PHIL 607. The Philosophy of Aristotle. 3 Hours H.

A survey of the major works of Aristotle, with the aim of understanding Aristotle's distinctive formulations of central philosophical questions, the arguments he presents for his answers to those questions, and the systematic interconnections between his positions in the different areas of philosophy. Prerequisite: PHIL 384. LEC.

PHIL 608. Hellenistic Philosophy. 3 Hours H.

Survey of Stoicism, Epicureanism, and Scepticism from their beginnings through the second century AD. Prerequisite: PHIL 384 and another course in philosophy. LEC.

PHIL 610. Symbolic Logic. 3 Hours H.

Propositional calculus, predicate calculus, consistency, decidability of formal systems, the paradoxes and number concept will be covered. LEC.

PHIL 611. Topics in Symbolic Logic: _____. 1-3 Hours H.

This course is a workshop in any of a variety of topics in symbolic logic of special importance to contemporary analytic philosophy, such as modal logic, tense logic, axiomatic set theory, Goedel's theorems, model theory, etc. May be repeated for credit as topics vary. Prerequisite: PHIL 310. LEC.

PHIL 620. Philosophy of Natural Science. 3 Hours H.

An examination of conceptual and foundational issues in the natural sciences. Topics may include the methodology of science (the nature and status of laws, the precise way in which experiment contributes to theory) and puzzles concerning the content of science (the status of space and time, the problematic nature of quantum mechanics). Prerequisite: PHIL 310 or PHIL 610, or permission of instructor. LEC.

PHIL 622. Philosophy of Social Science. 3 Hours H.

A critical examination of the methods, concepts, and practices of the social sciences. Topics to be considered may include: theories of explanation, methodological individualism vs. holism, objectivity, the role of rationality, myth and the unconscious in the explanation of behavior, and the value neutrality of science. Prerequisite: One previous course in philosophy, or permission of instructor. LEC.
======
• [Task requirements] Could you pick up the philosophy course listing above and continue it from where it stops?

• [Data segment]
======
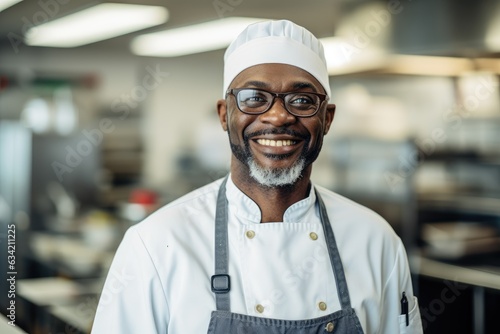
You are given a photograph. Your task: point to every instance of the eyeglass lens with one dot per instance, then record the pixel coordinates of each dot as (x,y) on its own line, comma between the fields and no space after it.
(254,101)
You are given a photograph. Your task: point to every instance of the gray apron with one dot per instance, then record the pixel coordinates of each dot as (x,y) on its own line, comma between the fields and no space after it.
(222,321)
======
• [Written answer]
PHIL 628. Philosophy of Logic. 3 Hours H.

A systematic treatment of logical theory. Different types of logic will be studied along with their philosophical assumptions, motivations, implications, and uses. Prerequisite: PHIL 310 or PHIL 610. LEC.

PHIL 630. Philosophy of Mathematics. 3 Hours H.

An examination of varying conceptions of the role and status of mathematical arguments. Topics may include realism/anti-realism, the consequences of Goedel's Incompleteness Theorems, the role of mathematics in the sciences, and an examination of such historical thinkers as Plato, Frege, Russell, Wittgenstein, Goedel, and Hilbert. Prerequisite: PHIL 310 or PHIL 610, or permission of instructor. LEC.

PHIL 638. Philosophy of Language. 3 Hours AE61 / H.

An examination of the nature of language using the methods of analytic philosophy. Topics may include meaning, truth, reference, language and thought, and the nature of linguistic rules. Prerequisite: PHIL 388 or permission of instructor. LEC.

PHIL 648. Theory of Knowledge. 3 Hours AE61 / H.

An examination of the nature of knowledge. Topics may include the concept of knowledge, knowledge of the external world, induction, theories of justification, and scientific knowledge. Prerequisite: PHIL 384 and PHIL 386, PHIL 388 (which may be taken concurrently), or permission of instructor. LEC.

PHIL 650. Metaphysics. 3 Hours AE61 / H.

An examination of some of the central issues in metaphysics. Topics may include causation, the mind-body problem, free will and determinism, modality, natural kinds, the nature of properties, and personal identity. Prerequisite: PHIL 384 and PHIL 386, PHIL 388 (which may be taken concurrently), or permission of instructor. LEC.

PHIL 654. Philosophy of Mind. 3 Hours AE61 / H.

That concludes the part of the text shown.